● **GIVEN TASK**: Reproduce the listing below line for line, changing nothing.

[Listing from a dataset]
★ ★ ★ ★
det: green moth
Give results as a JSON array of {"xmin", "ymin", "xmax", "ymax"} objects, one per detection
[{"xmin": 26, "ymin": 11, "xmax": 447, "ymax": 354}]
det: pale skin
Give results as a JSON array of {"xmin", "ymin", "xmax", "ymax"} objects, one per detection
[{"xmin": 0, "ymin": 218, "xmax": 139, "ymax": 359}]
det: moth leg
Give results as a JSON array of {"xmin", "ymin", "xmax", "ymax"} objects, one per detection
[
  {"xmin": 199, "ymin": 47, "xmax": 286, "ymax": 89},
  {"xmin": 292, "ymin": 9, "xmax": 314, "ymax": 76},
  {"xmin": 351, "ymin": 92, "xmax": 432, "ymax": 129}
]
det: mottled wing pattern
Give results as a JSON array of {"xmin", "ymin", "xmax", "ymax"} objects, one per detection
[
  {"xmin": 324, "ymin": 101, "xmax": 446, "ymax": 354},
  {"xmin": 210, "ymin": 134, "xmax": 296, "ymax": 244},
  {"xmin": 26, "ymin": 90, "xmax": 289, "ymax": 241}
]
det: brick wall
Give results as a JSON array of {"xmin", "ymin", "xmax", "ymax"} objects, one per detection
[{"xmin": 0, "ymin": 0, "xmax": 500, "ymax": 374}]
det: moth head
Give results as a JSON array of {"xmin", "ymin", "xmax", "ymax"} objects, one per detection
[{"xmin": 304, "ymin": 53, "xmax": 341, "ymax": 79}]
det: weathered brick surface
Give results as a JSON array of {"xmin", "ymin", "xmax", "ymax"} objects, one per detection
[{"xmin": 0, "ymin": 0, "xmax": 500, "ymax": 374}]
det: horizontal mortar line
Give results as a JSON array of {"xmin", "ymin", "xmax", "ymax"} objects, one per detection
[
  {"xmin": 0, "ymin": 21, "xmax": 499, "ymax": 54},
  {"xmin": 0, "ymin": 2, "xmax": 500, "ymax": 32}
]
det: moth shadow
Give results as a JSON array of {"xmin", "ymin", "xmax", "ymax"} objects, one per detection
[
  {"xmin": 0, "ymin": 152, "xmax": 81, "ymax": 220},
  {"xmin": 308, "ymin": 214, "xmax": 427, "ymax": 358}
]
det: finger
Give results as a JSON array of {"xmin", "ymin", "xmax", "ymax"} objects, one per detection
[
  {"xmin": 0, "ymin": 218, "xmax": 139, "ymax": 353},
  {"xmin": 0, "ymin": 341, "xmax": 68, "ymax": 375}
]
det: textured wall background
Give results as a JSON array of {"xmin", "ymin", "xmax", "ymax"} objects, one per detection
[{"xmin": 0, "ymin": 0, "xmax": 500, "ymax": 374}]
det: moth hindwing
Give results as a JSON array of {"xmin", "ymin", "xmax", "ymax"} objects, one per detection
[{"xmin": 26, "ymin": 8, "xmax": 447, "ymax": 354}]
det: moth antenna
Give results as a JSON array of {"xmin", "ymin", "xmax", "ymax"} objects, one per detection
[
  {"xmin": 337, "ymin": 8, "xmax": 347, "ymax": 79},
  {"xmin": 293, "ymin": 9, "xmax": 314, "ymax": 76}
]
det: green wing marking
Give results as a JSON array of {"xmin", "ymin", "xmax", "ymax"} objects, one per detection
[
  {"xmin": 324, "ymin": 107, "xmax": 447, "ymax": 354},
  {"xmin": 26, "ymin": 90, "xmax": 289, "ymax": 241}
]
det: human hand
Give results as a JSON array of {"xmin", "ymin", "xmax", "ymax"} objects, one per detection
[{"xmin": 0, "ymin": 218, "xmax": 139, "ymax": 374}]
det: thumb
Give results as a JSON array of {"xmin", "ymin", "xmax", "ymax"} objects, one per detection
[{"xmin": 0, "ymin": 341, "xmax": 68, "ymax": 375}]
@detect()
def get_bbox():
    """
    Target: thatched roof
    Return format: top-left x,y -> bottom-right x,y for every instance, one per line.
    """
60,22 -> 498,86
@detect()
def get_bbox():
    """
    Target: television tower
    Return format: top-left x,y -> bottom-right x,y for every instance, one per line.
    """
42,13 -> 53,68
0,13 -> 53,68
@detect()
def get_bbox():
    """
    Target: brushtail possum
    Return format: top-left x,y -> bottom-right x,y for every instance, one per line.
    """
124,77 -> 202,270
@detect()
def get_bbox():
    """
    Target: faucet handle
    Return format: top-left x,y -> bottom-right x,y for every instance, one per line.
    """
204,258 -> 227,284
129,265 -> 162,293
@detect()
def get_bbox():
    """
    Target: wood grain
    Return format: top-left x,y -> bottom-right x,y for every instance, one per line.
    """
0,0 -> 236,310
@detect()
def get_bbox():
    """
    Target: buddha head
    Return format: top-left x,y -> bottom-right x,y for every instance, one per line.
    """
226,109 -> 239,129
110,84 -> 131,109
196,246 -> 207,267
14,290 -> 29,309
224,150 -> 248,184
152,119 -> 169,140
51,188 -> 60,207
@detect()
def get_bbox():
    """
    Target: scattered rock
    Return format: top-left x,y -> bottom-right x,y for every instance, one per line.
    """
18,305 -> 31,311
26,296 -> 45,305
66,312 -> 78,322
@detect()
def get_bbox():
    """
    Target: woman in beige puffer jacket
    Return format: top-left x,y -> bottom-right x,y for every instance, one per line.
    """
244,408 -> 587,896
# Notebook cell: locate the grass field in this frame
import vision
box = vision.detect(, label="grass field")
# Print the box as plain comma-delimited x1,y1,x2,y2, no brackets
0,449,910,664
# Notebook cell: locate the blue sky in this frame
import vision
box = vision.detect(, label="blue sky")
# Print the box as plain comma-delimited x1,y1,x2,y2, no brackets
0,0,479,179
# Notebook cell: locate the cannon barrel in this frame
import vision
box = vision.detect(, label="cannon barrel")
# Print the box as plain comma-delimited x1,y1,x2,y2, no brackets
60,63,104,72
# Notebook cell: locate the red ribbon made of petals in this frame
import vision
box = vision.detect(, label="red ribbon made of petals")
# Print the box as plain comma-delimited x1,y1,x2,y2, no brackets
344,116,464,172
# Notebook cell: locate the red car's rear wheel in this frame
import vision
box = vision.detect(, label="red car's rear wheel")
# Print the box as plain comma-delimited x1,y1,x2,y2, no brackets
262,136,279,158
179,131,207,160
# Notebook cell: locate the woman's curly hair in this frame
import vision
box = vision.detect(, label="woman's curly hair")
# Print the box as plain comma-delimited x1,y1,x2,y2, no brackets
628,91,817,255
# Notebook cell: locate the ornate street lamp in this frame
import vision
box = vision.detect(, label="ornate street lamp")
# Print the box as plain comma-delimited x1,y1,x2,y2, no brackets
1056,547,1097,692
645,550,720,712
★ ★ ★ ★
● **FULL ANSWER**:
det: green moth
Give results as a JSON array of {"xmin", "ymin", "xmax", "ymax"} objects, one per detection
[{"xmin": 26, "ymin": 11, "xmax": 447, "ymax": 354}]
det: pale skin
Give results as a JSON array of {"xmin", "ymin", "xmax", "ymax"} objects, one per detection
[{"xmin": 0, "ymin": 218, "xmax": 139, "ymax": 359}]
det: moth leg
Give results as a JSON array of {"xmin", "ymin", "xmax", "ymax"} objects, one per detection
[
  {"xmin": 199, "ymin": 47, "xmax": 286, "ymax": 89},
  {"xmin": 292, "ymin": 9, "xmax": 314, "ymax": 76},
  {"xmin": 351, "ymin": 92, "xmax": 432, "ymax": 129}
]
det: mottled wing pattern
Give results as a JSON array of {"xmin", "ymin", "xmax", "ymax"} objects, one per detection
[
  {"xmin": 324, "ymin": 101, "xmax": 446, "ymax": 354},
  {"xmin": 210, "ymin": 134, "xmax": 296, "ymax": 244},
  {"xmin": 26, "ymin": 90, "xmax": 289, "ymax": 241}
]
det: brick wall
Give results as a JSON array of {"xmin", "ymin", "xmax", "ymax"} objects, one per detection
[{"xmin": 0, "ymin": 0, "xmax": 500, "ymax": 374}]
det: moth head
Give results as a JSON array of {"xmin", "ymin", "xmax", "ymax"} objects, one per detection
[{"xmin": 304, "ymin": 53, "xmax": 341, "ymax": 79}]
det: weathered brick surface
Give results as a JSON array of {"xmin", "ymin", "xmax", "ymax"} objects, one per detection
[{"xmin": 0, "ymin": 0, "xmax": 500, "ymax": 374}]
det: horizontal mortar line
Give results as a JSON array of {"xmin", "ymin", "xmax", "ymax"} objects, one per detection
[
  {"xmin": 0, "ymin": 21, "xmax": 499, "ymax": 54},
  {"xmin": 0, "ymin": 2, "xmax": 500, "ymax": 32}
]
det: moth shadow
Give results as a JSON array of {"xmin", "ymin", "xmax", "ymax"} objects, one per detection
[
  {"xmin": 0, "ymin": 152, "xmax": 81, "ymax": 220},
  {"xmin": 308, "ymin": 214, "xmax": 427, "ymax": 358}
]
det: finger
Give results as a JSON array of {"xmin", "ymin", "xmax", "ymax"} objects, one per detection
[
  {"xmin": 0, "ymin": 218, "xmax": 139, "ymax": 353},
  {"xmin": 0, "ymin": 341, "xmax": 68, "ymax": 375}
]
det: textured wall background
Give results as a JSON array of {"xmin", "ymin", "xmax", "ymax"} objects, one per detection
[{"xmin": 0, "ymin": 0, "xmax": 500, "ymax": 374}]
det: moth hindwing
Give results as a JSON array of {"xmin", "ymin", "xmax", "ymax"} objects, one per detection
[{"xmin": 26, "ymin": 8, "xmax": 447, "ymax": 354}]
det: moth antenna
Give results as a JSON array of {"xmin", "ymin", "xmax", "ymax"} objects, one per detection
[
  {"xmin": 337, "ymin": 8, "xmax": 347, "ymax": 79},
  {"xmin": 293, "ymin": 9, "xmax": 314, "ymax": 76}
]
det: green wing marking
Give results as a JSON array of {"xmin", "ymin", "xmax", "ymax"} objects, one per detection
[
  {"xmin": 324, "ymin": 107, "xmax": 447, "ymax": 354},
  {"xmin": 26, "ymin": 90, "xmax": 289, "ymax": 241}
]
det: human hand
Give results as a JSON array of {"xmin", "ymin", "xmax", "ymax"} objects, one per detection
[{"xmin": 0, "ymin": 218, "xmax": 139, "ymax": 374}]
det: thumb
Give results as a JSON array of {"xmin", "ymin", "xmax", "ymax"} objects, one per detection
[{"xmin": 0, "ymin": 341, "xmax": 68, "ymax": 375}]
@detect()
def get_bbox():
    """
    Target: thatched roof
    Return format: top-left x,y -> bottom-right x,y for every instance, one per line.
    """
60,22 -> 498,86
@detect()
def get_bbox():
    """
    Target: television tower
    Return format: top-left x,y -> bottom-right x,y for every instance, one per line.
    """
42,13 -> 53,68
0,13 -> 53,68
@detect()
def get_bbox():
    """
    Target: brushtail possum
    Return format: top-left x,y -> bottom-right x,y for every instance, one per line.
    """
124,77 -> 202,270
@detect()
def get_bbox():
    """
    Target: faucet handle
    Return format: top-left x,y -> bottom-right x,y for every instance, one per line.
    """
204,258 -> 227,284
129,265 -> 162,293
@detect()
def get_bbox():
    """
    Target: wood grain
    Return format: top-left x,y -> bottom-right x,y for every instance, one per line.
    """
0,0 -> 236,310
@detect()
def get_bbox():
    """
    Target: buddha head
    Return format: top-left x,y -> bottom-right x,y for every instance, one per line.
    """
226,109 -> 239,129
110,84 -> 131,109
196,246 -> 207,267
14,290 -> 29,309
224,150 -> 248,184
152,119 -> 169,140
51,188 -> 60,207
@detect()
def get_bbox():
    """
    Target: scattered rock
    Return format: top-left x,y -> bottom-right x,y for every instance, one per line.
    """
18,305 -> 31,311
26,296 -> 45,305
66,312 -> 78,322
@detect()
def get_bbox():
    """
    Target: woman in beige puffer jacket
    Return format: top-left x,y -> bottom-right x,y for every instance, one per line.
    """
244,408 -> 587,896
# Notebook cell: locate the grass field in this frame
import vision
box = vision.detect(, label="grass field")
# Print the box as plain comma-delimited x1,y1,x2,y2, no brackets
0,449,910,664
# Notebook cell: locate the blue sky in this frame
import vision
box = vision.detect(, label="blue sky")
# Print the box as plain comma-delimited x1,y1,x2,y2, no brackets
0,0,479,179
# Notebook cell: locate the cannon barrel in this frame
import vision
box = vision.detect(, label="cannon barrel")
# Print the box as plain comma-delimited x1,y1,x2,y2, no brackets
60,63,104,72
# Notebook cell: locate the red ribbon made of petals in this frame
import vision
box = vision.detect(, label="red ribbon made of petals")
# Print the box as plain comma-delimited x1,y1,x2,y2, no brackets
344,116,464,172
# Notebook cell: locate the red car's rear wheel in this frame
import vision
box = vision.detect(, label="red car's rear wheel")
# Print the box as plain comma-delimited x1,y1,x2,y2, no brackets
262,136,279,158
179,131,207,160
# Notebook cell: locate the woman's curly hair in this frame
import vision
box = vision.detect(, label="woman's curly hair")
# Print the box as plain comma-delimited x1,y1,x2,y2, no brackets
628,91,817,255
# Notebook cell: locate the ornate street lamp in this frame
import vision
box = vision.detect(, label="ornate street lamp")
# Print the box as plain comma-delimited x1,y1,x2,y2, no brackets
1056,547,1097,692
645,550,720,712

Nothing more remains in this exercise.